**Énoncé du problème**
D'après le texte à lire, quelle est la prochaine destination annoncée à la fin ?

**Texte à lire**

* * * * *

J’ai vu des cas de violences physiques, sexuelles, morales, qui puisaient toutes leurs sources dans des violences infantiles.
Cela m’a permis cependant de confirmer que ce qui me passionnait dans ce métier, c’était la psyché et la gestion des émotions, et qu’on aiderait davantage les gens en leur apprenant à les gérer.
Car une procédure judiciaire c’est long, coûteux, pas toujours fructueux et surtout on y laissera de nombreuses plumes. Ca n’apprend pas le pardon, ou encore la responsabilisation qui sont des valeurs chères à mes yeux, mais uniquement la vindication et la haine.
Quand l’avocate martiniquaise pour laquelle je devais continuer à bosser en télétravail m’a finalement indiqué qu’elle n’était pas en mesure de me salarier, j’ai décidé que c’était le moment pour moi de dire bye bye à un milieu qui ne m’a jamais rendu heureuse sur le long terme et réaliser mon rêve de vivre à l’étranger, avec l’objectif final de me former à un métier relié de près ou de loin à la psychologie, dans le but de pouvoir aider les femmes et les enfants.
Je me suis inscrite dans cette école, non pas dans l’objectif de devenir professeur de yoga, mais simplement pour approfondir ma connaissance du yoga sur le plan théorique et pratique.
En définitive, je suis tombée amoureuse du kundalini yoga, de la méditation et du domaine énergétique, qui me passionnait déjà depuis quelque temps.
J’ai également pris conscience du vide qui s’était installé en moi à l’arrêt de la gymnastique à cause de mon problème de dos, et que la danse avait un pouvoir extrêmement libérateur sur le plan émotionnel.
Ce mois en Inde m’a à nouveau fait une piqûre de rappel sur l’impact de l’exercice physique quotidien sur la santé mentale, d’une bonne alimentation, de l’instauration d’un rythme, et surtout de l’arrêt de l’alcool, ce que j’avais déjà pu expérimenter durant mes cinq mois en Martinique.
Enfin, j’ai constaté à quel point j’avais été heureuse au cours de ce mois-ci, à faire des choses qui allient tout ce que j’aimais le plus : de l’intellect, du thérapeutique, de l’artistique, de l’exercice physique, du spirituel et de l’humain.
L’image que j’avais en tête de mon futur projet professionnel s’est donc encore plus affinée. Il ne reste donc plus qu’à me donner les moyens de le réaliser.
Pour cela, j’ai besoin de grosse moula : raison pour laquelle ma prochaine destination est l’Australie.

* * * * *

**Matériel fourni**
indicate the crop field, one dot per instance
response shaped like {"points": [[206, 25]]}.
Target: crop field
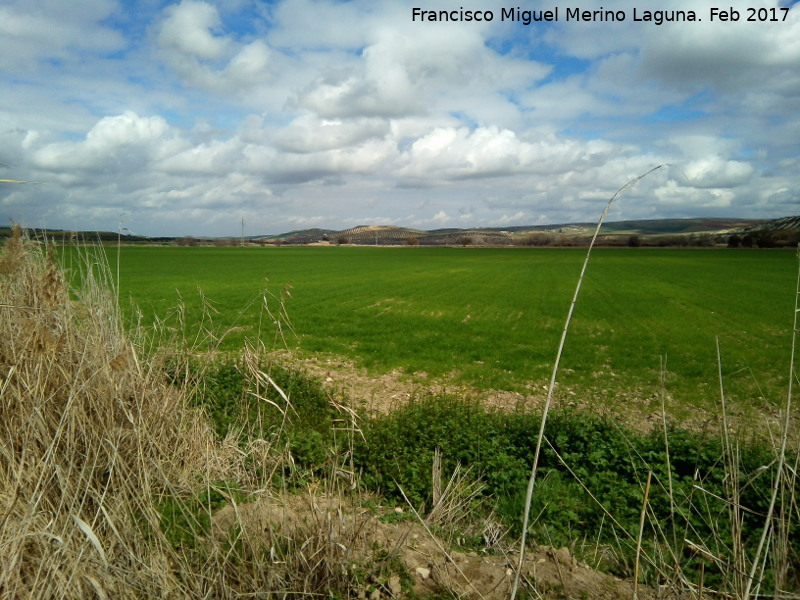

* * * * *

**Résultat de la tâche**
La prochaine destination est l'Australie.